**What is required:** Copy the patch below verbatim, from "From f41e8ae7f513ae1088802dd3d90657dc0f98b7a2 Mon" up to and including "insertions(+), 18 deletions(-)".

**Passage:**

***

From f41e8ae7f513ae1088802dd3d90657dc0f98b7a2 Mon Sep 17 00:00:00 2001
From: Roman Arzumanyan <rarzumanyan@nvidia.com>
Date: Tue, 4 Dec 2018 09:26:37 +0300
Subject: [PATCH] Updating headers for Video Codec SDK 9 release

---
 ffnvcodec.pc.in                      |  2 +-
 include/ffnvcodec/dynlink_cuviddec.h | 42 ++++++++++++++++---
 include/ffnvcodec/nvEncodeAPI.h      | 81 +++++++++++++++++++++++++++++++-----
 3 files changed, 107 insertions(+), 18 deletions(-)

diff --git a/ffnvcodec.pc.in b/ffnvcodec.pc.in
index edae59c..80fcfef 100644
--- a/ffnvcodec.pc.in
+++ b/ffnvcodec.pc.in
@@ -3,5 +3,5 @@ includedir=${prefix}/include
 
 Name: ffnvcodec
 Description: FFmpeg version of Nvidia Codec SDK headers
-Version: 8.2.15.7
+Version: 9.0.0.0
 Cflags: -I${includedir}
diff --git a/include/ffnvcodec/dynlink_cuviddec.h b/include/ffnvcodec/dynlink_cuviddec.h
index 431c776..9aeb05d 100644
--- a/include/ffnvcodec/dynlink_cuviddec.h
+++ b/include/ffnvcodec/dynlink_cuviddec.h
@@ -41,8 +41,11 @@
 #endif
 #endif
 
-#define NVDECAPI_MAJOR_VERSION 8
-#define NVDECAPI_MINOR_VERSION 1
+#define NVDECAPI_MAJOR_VERSION 9
+#define NVDECAPI_MINOR_VERSION 0
+
+#define NVDECAPI_CHECK_VERSION(major, minor) \
+    ((major) < NVDECAPI_MAJOR_VERSION || ((major) == NVDECAPI_MAJOR_VERSION && (minor) <= NVDECAPI_MINOR_VERSION))
 
 #define NVDECAPI_VERSION (NVDECAPI_MAJOR_VERSION | (NVDECAPI_MINOR_VERSION << 24))

***

**Dataset excerpts:**
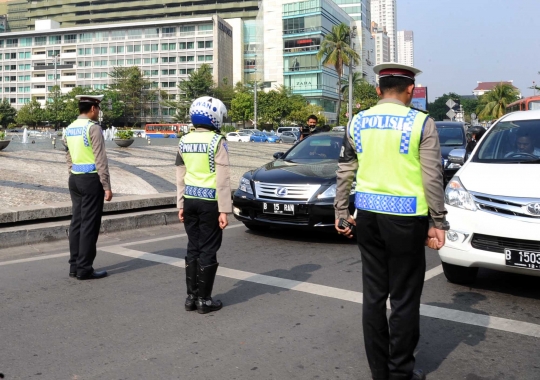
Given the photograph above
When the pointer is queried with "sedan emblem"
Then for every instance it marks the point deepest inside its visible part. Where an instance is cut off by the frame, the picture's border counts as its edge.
(534, 209)
(281, 191)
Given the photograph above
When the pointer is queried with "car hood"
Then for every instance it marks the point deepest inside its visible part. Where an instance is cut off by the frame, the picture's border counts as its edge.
(511, 180)
(284, 172)
(447, 149)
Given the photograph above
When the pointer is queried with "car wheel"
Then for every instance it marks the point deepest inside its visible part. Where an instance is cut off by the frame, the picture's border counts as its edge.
(459, 275)
(255, 227)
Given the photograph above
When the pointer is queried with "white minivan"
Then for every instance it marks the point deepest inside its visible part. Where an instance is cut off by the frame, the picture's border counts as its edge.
(493, 202)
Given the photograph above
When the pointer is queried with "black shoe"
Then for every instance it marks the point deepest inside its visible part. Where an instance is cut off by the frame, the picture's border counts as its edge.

***

**Full response:**
From f41e8ae7f513ae1088802dd3d90657dc0f98b7a2 Mon Sep 17 00:00:00 2001
From: Roman Arzumanyan <rarzumanyan@nvidia.com>
Date: Tue, 4 Dec 2018 09:26:37 +0300
Subject: [PATCH] Updating headers for Video Codec SDK 9 release

---
 ffnvcodec.pc.in                      |  2 +-
 include/ffnvcodec/dynlink_cuviddec.h | 42 ++++++++++++++++---
 include/ffnvcodec/nvEncodeAPI.h      | 81 +++++++++++++++++++++++++++++++-----
 3 files changed, 107 insertions(+), 18 deletions(-)